EXERCISE AIM
Arrange every line of the material below as a numbered list, omitting any blank lines.
--- start DATASET ---
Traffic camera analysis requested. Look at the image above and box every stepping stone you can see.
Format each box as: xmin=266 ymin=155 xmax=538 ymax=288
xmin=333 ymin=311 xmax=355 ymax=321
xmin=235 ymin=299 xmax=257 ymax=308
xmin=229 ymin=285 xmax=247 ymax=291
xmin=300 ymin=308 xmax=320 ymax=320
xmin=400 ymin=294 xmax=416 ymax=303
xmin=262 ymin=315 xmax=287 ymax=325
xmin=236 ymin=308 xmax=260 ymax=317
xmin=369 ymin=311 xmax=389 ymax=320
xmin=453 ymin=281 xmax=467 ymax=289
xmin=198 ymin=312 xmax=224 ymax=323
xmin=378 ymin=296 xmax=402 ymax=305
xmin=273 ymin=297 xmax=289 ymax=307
--- end DATASET ---
SOLUTION FOR THIS EXERCISE
1. Traffic camera analysis requested. Look at the image above and box every stepping stone you can see.
2. Format each box as: xmin=266 ymin=155 xmax=538 ymax=288
3. xmin=333 ymin=311 xmax=355 ymax=321
4. xmin=235 ymin=299 xmax=257 ymax=308
5. xmin=229 ymin=285 xmax=247 ymax=291
6. xmin=300 ymin=308 xmax=320 ymax=320
7. xmin=400 ymin=294 xmax=416 ymax=303
8. xmin=262 ymin=315 xmax=287 ymax=325
9. xmin=236 ymin=308 xmax=260 ymax=317
10. xmin=369 ymin=311 xmax=389 ymax=320
11. xmin=453 ymin=281 xmax=467 ymax=289
12. xmin=198 ymin=312 xmax=224 ymax=323
13. xmin=378 ymin=296 xmax=402 ymax=305
14. xmin=273 ymin=297 xmax=289 ymax=307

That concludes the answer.